WORK INSTRUCTIONS:
1/ Translate this sentence from the news article about Los Angeles County's at-home COVID-19 test pilot into Spanish: "Although more rapid, wide-spread testing is considered a critical tool in tracking the virus and helping combat it, Simon noted that testing 'is not a panacea.'"
2/ Carry on the news article about Los Angeles County's at-home COVID-19 test pilot past its last sentence.

**** SOURCE EXTRACT ****

LOS ANGELES – Los Angeles County health officials are poised to announce details of a pilot program next week that will employ an FDA-approved rapid, at-home COVID-19 test and assess the feasibility of its widespread use.
“There’s a lot of work that goes into developing plans and implementing these sorts of studies, and… we have made considerable progress over the last two months,” Dr. Paul Simon, chief science officer for the county Department of Public Health, told reporters in an online briefing Thursday.
“We will be having a press event next week to share an update on where we’re at and hope to begin implementing at least the first phase of these studies very quickly,” Simon said. He said the program will actually use a swab test.
“We’re going to be using one … of the products that have received an emergency-use authorization by the FDA (Food and Drug Administration),” Simon said. “It is a rapid test, easy to use.”
He said additional details would be announced next week, but noted that while there have been “promising” developments surrounding paper-strip testing, “at least for our study we didn’t feel comfortable using that.”
Although more rapid, wide-spread testing is considered a critical tool in tracking the virus and helping combat it, Simon noted that testing “is not a panacea.”
“Sometimes people think if we can just get cheap, easy-to-use tests for everybody that we’ve solved the problem,” he said. “But in reality, testing is just one component of a whole range of things we need to do before a vaccine is available. Probably even after a vaccine is available we’ll need to pay attention to the physical distancing recommendations and the face masks.”

**** EXTRACTED MATERIAL ****

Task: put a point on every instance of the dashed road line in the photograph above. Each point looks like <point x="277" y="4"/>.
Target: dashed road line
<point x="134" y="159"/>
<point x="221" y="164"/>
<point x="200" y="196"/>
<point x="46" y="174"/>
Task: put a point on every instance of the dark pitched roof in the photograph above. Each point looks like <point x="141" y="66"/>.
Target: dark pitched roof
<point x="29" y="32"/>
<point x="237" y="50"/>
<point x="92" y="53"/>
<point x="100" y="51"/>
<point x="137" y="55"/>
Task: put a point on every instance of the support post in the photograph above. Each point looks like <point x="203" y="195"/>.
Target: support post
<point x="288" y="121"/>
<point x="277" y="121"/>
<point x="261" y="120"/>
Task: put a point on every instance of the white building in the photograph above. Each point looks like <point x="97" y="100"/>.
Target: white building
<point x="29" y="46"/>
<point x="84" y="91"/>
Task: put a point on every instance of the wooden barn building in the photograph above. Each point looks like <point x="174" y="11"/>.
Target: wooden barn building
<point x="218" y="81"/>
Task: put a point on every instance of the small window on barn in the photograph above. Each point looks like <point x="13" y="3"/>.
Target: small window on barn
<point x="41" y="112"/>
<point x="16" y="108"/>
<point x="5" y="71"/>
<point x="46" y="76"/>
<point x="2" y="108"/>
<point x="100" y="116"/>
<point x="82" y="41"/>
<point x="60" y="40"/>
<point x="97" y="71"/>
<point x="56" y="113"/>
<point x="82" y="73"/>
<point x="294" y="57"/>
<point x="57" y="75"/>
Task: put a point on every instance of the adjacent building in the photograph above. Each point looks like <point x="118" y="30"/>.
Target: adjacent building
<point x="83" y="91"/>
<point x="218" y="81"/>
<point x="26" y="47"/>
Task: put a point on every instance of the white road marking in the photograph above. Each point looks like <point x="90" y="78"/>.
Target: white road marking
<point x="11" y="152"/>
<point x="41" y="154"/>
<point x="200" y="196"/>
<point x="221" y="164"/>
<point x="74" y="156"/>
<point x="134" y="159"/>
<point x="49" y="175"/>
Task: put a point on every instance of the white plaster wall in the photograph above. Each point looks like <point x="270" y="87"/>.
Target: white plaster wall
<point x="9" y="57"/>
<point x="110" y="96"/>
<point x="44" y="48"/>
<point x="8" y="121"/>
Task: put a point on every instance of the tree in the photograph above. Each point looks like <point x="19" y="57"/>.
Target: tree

****

SOLVED PROBLEMS:
1/ Aunque se considera que unas pruebas más rápidas y generalizadas son una herramienta fundamental para rastrear el virus y ayudar a combatirlo, Simon señaló que las pruebas "no son una panacea".

2/
The county on Thursday reported a staggering 3,600 new coronavirus cases, but the large number was attributed to the resolution of a technical glitch that delayed a large number of test results over the past several days. County health officials estimated that about 2,000 of the newly announced cases were the result of the backlog.
Since the start of the pandemic, health officials have confirmed 4,626 coronavirus cases and 78 deaths in Palmdale; 4,023 cases and 68 deaths in Lancaster; 206 cases and 10 deaths in Quartz Hill; 291 cases and four deaths in Lake Los Angeles; 210 cases and one death in the Littlerock/Pearblossom, Juniper Hills areas; and 187 cases and four deaths in Sun Village. View the latest detailed report here.
“So today, I think, reflects sort of the catch-up,” Simon said. “If you look over the last one to two weeks, we’ve been averaging somewhere around 1,000 cases, maybe a little bit over 1,000 cases a day.”
The new cases lifted the countywide total from throughout the pandemic to 294,138. The county also announced 18 new coronavirus-related deaths on Thursday, pushing the overall total to 6,956.
As of Thursday, there were 777 people hospitalized due to the virus, up from 758 on Wednesday, 730 on Tuesday, 722 on Monday and 752 on Sunday.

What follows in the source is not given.